━━━━━ Extract provided

Using HydroMT in Python#

As HydroMT’s architecture is modular, it is possible to use HydroMT as a python library without using the command line interface (CLI). Using the library, you have more of HydroMT’s functionalities at your disposal. This can be useful if you want to for example:

build / update models, check configurations or export data in Python instead of the CLI
analyze model inputs or results
analyze and compare input data without connecting to a specific model
process input data for another reason than building a model
create your own HydroMT plugin

So first, let’s go deeper into the API of HydroMT. You have all available functions and their documentation in the API reference.

HydroMT is here to read and harmonize input data, and to process it via its methods and (GIS) processes in order to prepare ready to run models. So HydroMT’s methods are organized around these main objects.

Model functions#

You can use HydroMT to build or update a model in Python instead of the CLI. Additionally with Python, you can also load an existing model to read or analyze its inputs or results.

Building a model#

The build function is used to build models from scratch. In Python, you can also use the build function in combination with the build workflow file to build a model. Here is a small example of how to use the build function in Python:

from hydromt import ExampleModel
from hydromt.readers import read_workflow_yaml

# Instantiate model
model = ExampleModel(
    root="./path/to/example_model",
    data_catalog=["./path/to/data_catalog.yml"],
)

━━━━━━━━━━
━━━━━ Extracted information

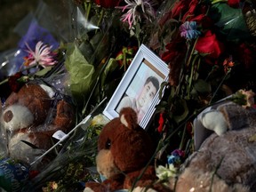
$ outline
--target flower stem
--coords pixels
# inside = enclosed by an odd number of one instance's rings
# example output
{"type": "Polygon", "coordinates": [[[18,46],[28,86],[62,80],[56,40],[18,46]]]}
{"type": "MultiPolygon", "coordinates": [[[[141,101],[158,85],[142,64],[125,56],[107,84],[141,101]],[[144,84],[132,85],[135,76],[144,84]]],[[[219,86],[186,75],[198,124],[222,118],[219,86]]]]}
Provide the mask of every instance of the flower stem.
{"type": "Polygon", "coordinates": [[[209,101],[209,104],[211,105],[212,104],[212,101],[213,100],[213,98],[216,96],[217,92],[219,92],[220,86],[223,84],[223,82],[226,80],[226,77],[228,76],[228,75],[230,73],[231,71],[231,68],[228,69],[228,71],[225,74],[224,77],[222,78],[220,84],[218,85],[217,89],[215,90],[212,97],[211,98],[211,100],[209,101]]]}

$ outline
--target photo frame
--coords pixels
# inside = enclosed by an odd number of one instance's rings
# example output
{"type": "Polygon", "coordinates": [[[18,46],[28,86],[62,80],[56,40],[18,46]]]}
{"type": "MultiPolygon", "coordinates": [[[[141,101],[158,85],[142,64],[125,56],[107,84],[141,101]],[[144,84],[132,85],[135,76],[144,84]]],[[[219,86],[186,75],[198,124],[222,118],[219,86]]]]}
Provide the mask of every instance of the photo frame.
{"type": "Polygon", "coordinates": [[[146,129],[160,101],[161,84],[167,81],[168,74],[167,64],[141,44],[103,115],[112,120],[119,116],[122,108],[132,107],[137,112],[139,124],[146,129]]]}

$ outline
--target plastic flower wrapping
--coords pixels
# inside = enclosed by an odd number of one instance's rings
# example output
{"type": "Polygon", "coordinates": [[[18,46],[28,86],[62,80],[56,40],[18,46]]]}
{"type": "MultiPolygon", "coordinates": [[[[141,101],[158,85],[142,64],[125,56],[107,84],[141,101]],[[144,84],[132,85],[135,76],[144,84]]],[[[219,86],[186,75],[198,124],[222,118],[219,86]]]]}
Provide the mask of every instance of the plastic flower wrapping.
{"type": "Polygon", "coordinates": [[[254,108],[253,1],[67,0],[38,7],[17,26],[17,47],[0,58],[5,191],[84,191],[87,181],[100,182],[97,138],[108,121],[101,101],[142,44],[170,69],[147,130],[157,143],[158,181],[170,191],[196,150],[198,114],[226,98],[254,108]]]}

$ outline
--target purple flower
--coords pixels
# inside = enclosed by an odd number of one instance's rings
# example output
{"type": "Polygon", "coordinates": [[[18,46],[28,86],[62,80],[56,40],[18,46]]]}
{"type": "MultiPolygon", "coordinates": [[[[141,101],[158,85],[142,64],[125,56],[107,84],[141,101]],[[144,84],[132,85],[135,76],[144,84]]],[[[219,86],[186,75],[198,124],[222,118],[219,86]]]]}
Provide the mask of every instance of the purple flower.
{"type": "Polygon", "coordinates": [[[154,5],[156,4],[155,0],[124,0],[127,4],[125,6],[116,7],[122,9],[122,12],[128,10],[126,13],[122,15],[121,20],[123,22],[129,23],[129,28],[135,25],[141,18],[151,20],[155,17],[154,5]]]}
{"type": "Polygon", "coordinates": [[[168,164],[179,165],[181,164],[183,157],[185,156],[185,153],[182,150],[175,149],[172,152],[171,156],[167,156],[168,164]]]}
{"type": "Polygon", "coordinates": [[[180,27],[180,36],[189,40],[197,38],[201,32],[196,28],[196,21],[186,21],[180,27]]]}
{"type": "Polygon", "coordinates": [[[41,65],[44,68],[52,66],[57,63],[54,60],[55,54],[51,51],[52,46],[44,44],[43,42],[39,41],[36,45],[35,52],[27,44],[28,50],[28,56],[25,57],[25,66],[41,65]]]}

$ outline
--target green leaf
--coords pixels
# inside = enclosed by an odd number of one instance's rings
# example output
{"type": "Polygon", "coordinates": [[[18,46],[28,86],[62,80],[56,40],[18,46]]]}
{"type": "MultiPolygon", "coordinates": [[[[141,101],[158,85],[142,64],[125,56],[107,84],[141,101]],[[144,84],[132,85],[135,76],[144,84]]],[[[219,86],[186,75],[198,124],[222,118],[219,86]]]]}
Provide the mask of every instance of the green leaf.
{"type": "Polygon", "coordinates": [[[95,69],[75,44],[68,45],[65,67],[69,74],[70,91],[75,99],[81,100],[87,97],[93,84],[95,69]]]}
{"type": "Polygon", "coordinates": [[[232,8],[227,3],[217,3],[212,5],[208,15],[219,27],[218,32],[228,41],[236,41],[251,36],[242,9],[232,8]]]}
{"type": "Polygon", "coordinates": [[[44,68],[43,68],[42,70],[39,70],[37,71],[35,76],[44,76],[45,74],[47,74],[50,70],[52,70],[53,67],[51,66],[51,67],[46,67],[44,68]]]}
{"type": "Polygon", "coordinates": [[[118,67],[117,61],[114,58],[110,58],[108,62],[106,64],[106,68],[102,73],[101,76],[101,84],[106,84],[105,80],[108,76],[111,75],[111,73],[118,67]]]}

━━━━━━━━━━

**Written request 1:**
Using the HydroMT page, decide whether each statement agrees with it, and give yes or no for each with the deciding words quoted: (a) HydroMT can be used as a Python library without the command line interface; (b) the build function is meant only for updating existing models; (c) in Python an existing model can be loaded to analyze its inputs or results.
**Written request 2:**
According to the HydroMT page, where can all available functions and their documentation be found?
**Written request 3:**
Print the part of the HydroMT page that opens with the words containing "HydroMT is here" and closes with "inputs or results.".

**Answer 1:**
(a) Yes: "it is possible to use HydroMT as a python library without using the command line interface (CLI)"
(b) No: "The build function is used to build models from scratch."
(c) Yes: "you can also load an existing model to read or analyze its inputs or results"

**Answer 2:**
In the API reference.

**Answer 3:**
HydroMT is here to read and harmonize input data, and to process it via its methods and (GIS) processes in order to prepare ready to run models. So HydroMT’s methods are organized around these main objects.

Model functions#

You can use HydroMT to build or update a model in Python instead of the CLI. Additionally with Python, you can also load an existing model to read or analyze its inputs or results.